**Material for the task**
-----

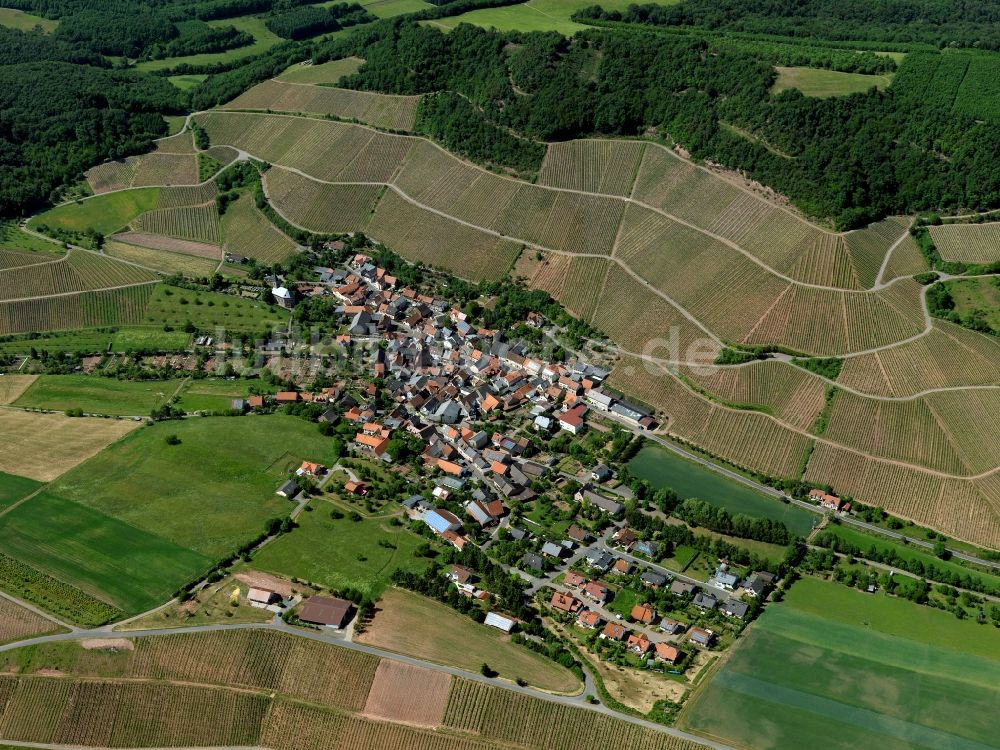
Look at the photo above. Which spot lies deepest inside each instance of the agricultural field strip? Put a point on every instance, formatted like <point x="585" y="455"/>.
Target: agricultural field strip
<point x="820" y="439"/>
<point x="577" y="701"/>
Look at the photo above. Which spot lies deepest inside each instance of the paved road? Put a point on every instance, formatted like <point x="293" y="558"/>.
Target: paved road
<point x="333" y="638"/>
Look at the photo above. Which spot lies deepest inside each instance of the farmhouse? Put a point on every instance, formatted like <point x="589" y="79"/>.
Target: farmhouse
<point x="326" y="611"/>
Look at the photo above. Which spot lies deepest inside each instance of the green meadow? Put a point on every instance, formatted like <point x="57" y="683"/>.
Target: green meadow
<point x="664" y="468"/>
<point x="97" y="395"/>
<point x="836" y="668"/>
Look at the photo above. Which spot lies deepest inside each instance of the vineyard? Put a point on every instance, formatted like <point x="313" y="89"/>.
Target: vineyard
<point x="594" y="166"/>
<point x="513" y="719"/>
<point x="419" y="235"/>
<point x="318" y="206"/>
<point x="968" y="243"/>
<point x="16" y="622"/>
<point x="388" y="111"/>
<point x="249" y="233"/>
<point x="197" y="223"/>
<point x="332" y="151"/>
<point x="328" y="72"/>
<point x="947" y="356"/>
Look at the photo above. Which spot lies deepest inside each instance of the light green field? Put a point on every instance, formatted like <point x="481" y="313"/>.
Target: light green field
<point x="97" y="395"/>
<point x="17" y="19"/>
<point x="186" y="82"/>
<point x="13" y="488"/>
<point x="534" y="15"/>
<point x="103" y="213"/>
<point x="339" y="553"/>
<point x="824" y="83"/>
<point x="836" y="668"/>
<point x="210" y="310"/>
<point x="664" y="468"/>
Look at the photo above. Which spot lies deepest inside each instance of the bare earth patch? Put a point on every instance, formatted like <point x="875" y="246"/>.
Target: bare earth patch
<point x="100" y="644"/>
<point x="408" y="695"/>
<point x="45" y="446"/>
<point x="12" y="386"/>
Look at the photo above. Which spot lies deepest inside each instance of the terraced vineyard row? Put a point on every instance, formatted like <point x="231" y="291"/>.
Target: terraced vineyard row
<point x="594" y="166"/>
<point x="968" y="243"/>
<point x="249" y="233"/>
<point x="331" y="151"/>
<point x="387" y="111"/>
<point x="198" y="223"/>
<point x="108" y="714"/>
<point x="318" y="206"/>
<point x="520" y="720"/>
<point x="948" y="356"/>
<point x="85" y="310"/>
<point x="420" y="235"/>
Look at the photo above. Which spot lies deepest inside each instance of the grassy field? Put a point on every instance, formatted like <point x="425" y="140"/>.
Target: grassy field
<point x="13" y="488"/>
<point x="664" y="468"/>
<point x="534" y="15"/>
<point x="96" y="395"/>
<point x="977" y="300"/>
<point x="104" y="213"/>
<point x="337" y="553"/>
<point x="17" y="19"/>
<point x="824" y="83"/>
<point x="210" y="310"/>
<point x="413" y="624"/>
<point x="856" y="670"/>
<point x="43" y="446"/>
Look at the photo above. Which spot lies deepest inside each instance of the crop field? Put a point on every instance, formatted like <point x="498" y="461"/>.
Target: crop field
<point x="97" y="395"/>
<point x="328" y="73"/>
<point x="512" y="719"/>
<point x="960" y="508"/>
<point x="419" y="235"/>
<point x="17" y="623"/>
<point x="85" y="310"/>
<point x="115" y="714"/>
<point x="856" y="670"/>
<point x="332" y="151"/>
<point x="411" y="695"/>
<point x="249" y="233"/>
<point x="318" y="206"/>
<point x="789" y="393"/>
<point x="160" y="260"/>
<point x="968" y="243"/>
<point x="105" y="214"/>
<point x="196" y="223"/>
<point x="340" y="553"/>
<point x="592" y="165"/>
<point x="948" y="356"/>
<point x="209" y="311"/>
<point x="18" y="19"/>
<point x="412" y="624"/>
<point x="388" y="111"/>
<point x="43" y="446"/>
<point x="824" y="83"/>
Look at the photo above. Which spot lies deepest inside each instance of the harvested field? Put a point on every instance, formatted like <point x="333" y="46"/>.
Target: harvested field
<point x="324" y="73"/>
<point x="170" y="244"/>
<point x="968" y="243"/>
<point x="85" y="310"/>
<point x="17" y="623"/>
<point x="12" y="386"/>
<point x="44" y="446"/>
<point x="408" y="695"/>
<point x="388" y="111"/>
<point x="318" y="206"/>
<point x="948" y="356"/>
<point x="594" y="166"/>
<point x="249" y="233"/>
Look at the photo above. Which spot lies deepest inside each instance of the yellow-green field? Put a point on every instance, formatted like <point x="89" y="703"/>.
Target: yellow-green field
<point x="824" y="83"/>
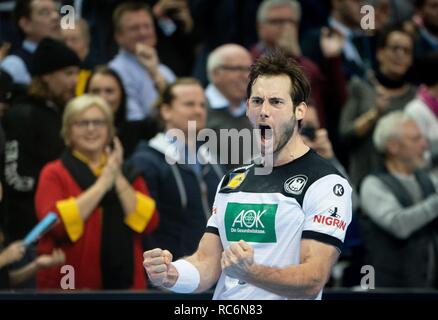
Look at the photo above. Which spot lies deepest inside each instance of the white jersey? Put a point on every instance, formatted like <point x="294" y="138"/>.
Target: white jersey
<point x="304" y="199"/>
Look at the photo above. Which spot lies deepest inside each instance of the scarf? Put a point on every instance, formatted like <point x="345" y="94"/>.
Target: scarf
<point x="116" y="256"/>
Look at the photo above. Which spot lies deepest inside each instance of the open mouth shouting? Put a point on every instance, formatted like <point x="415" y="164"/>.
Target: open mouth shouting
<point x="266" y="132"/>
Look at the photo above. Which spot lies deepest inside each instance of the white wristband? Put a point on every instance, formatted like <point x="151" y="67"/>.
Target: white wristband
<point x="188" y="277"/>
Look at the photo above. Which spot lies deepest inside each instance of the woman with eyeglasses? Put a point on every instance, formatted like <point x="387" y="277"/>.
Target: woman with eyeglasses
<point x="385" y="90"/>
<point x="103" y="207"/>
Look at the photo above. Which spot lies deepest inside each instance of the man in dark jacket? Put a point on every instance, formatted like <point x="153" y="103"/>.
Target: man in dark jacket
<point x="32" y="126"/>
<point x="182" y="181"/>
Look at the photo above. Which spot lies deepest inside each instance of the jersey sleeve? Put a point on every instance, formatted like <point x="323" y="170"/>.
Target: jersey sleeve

-----

Only lines with the word "sleeve" are wanted; pull each of them from the records.

**Answer to this exercise**
Look at the photo above. Which spot lies deepest inside each instance of the jersey sleeve? Put a point on every instance, formatted like <point x="323" y="170"/>.
Target: jersey sleeve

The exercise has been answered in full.